Source document:
The Giant Magellan Telescope (GMT) is to be designed and built by a consortium of American research institutions in Chile.
The ANU said the GMT is in the preliminary planning stage and is likely to be one of the first of a small number of next-generation, Extremely Large Telescopes (ELTs) due to come online in the next two decades.
The GMT will detect and study planets around other suns, probe the dark matter and dark energy that controls the expansion and development of the cosmos, and unlock the secrets of star and planet formation.
Other US institutions involved in the project include the Carnegie Institution of Washington, Harvard University, Massachusetts Institute of Technology, the University of Arizona, the University of Michigan, the Smithsonian Institution, the University of Texas at Austin and the Texas A&M University.
ANU vice-chancellor Professor Ian Chubb said involvement in the project was an important initiative for the university.
"The Giant Magellan is one of several international projects ANU will be conducting with overseas partners to solve some of the biggest questions facing humankind," he said in a statement.
"We're pleased to be part of this visionary project, which captures the forward strategic plan for the Research School of Astronomy and Astrophysics and that of the ANU more generally."
Giant mirror
The school is based at Mt Stromlo outside Canberra. Its director is Professor Penny Sackett, who signed the memorandum of understanding for the project in Texas at the weekend.
"Stromlo has always been at the forefront of astronomy and its instrumentation," she said. "This partnership is a giant step toward the astronomy of the next decade and will ensure that ANU and Australia remains at the cutting edge of scientific research into our universe."
The telescope's conceptual design anticipates a moving mass of
1,000 metric tonnes and a cylindrical enclosing dome towering 65 metres - about 18 storeys - high.
Based on a superb observing site in northern Chile, the telescope is expected to see first light in 2015 and come into routine operation one year later.
The first mirror of the huge assembly has already been cast in Tucson, Arizona, and is being prepared for polishing.
Over the next three years, the GMT partnership will engage in an intense, detailed design phase, in which contracts could flow to
Australia before building begins in 2010.
The primary mirror of the Giant Magellan Telescope will be composed of six segments, each 8.4 metres in diameter surrounding a seventh central mirror of the same size.
The total light gathering power will be nearly seven times that of the international Gemini telescopes, the largest telescopes to which Australian astronomers now have access.

Recorded data:
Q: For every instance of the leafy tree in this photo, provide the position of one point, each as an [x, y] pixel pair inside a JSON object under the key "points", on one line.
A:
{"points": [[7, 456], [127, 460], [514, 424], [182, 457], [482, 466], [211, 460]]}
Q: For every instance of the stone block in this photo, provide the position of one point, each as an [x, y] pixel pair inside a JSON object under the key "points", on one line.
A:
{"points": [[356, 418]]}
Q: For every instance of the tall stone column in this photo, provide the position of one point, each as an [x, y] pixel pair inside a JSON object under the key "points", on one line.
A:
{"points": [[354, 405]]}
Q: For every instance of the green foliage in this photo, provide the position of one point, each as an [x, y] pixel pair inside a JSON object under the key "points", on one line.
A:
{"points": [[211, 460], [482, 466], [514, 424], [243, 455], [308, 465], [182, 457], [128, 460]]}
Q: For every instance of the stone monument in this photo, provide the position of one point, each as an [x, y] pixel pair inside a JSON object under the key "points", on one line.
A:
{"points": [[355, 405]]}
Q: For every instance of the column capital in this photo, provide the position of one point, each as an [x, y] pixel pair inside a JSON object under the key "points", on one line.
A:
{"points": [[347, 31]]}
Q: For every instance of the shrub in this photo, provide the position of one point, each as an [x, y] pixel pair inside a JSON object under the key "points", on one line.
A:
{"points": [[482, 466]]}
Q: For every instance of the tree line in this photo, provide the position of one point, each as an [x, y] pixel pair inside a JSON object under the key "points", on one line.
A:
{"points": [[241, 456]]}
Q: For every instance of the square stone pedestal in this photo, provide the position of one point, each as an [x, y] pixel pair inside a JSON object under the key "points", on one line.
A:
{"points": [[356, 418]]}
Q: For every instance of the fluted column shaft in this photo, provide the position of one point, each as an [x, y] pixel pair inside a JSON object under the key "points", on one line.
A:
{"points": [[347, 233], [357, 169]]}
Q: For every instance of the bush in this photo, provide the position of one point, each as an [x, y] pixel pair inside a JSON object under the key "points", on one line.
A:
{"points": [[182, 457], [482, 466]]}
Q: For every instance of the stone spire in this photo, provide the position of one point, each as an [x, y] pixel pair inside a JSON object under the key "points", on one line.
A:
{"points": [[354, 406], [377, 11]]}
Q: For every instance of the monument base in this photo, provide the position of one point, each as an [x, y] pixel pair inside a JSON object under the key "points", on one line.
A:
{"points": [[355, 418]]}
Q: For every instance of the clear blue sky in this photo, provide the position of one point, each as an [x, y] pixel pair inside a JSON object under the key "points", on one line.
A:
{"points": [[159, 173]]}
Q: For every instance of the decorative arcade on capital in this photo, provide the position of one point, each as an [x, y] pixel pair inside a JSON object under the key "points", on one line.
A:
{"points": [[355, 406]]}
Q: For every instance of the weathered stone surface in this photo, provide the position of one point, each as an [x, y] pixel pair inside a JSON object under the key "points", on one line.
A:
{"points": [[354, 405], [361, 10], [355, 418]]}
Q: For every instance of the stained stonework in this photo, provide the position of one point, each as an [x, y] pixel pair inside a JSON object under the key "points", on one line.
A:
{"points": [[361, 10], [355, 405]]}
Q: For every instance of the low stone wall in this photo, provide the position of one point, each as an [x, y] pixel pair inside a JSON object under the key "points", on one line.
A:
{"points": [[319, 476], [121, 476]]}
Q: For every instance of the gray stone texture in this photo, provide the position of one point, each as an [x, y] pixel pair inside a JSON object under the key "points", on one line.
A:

Work order: Rewrite the stretch of the Giant Magellan Telescope text from "The GMT will" through "Texas A&M University.", replacing "cosmos" with "universe".

Finished task:
The GMT will detect and study planets around other suns, probe the dark matter and dark energy that controls the expansion and development of the universe, and unlock the secrets of star and planet formation.
Other US institutions involved in the project include the Carnegie Institution of Washington, Harvard University, Massachusetts Institute of Technology, the University of Arizona, the University of Michigan, the Smithsonian Institution, the University of Texas at Austin and the Texas A&M University.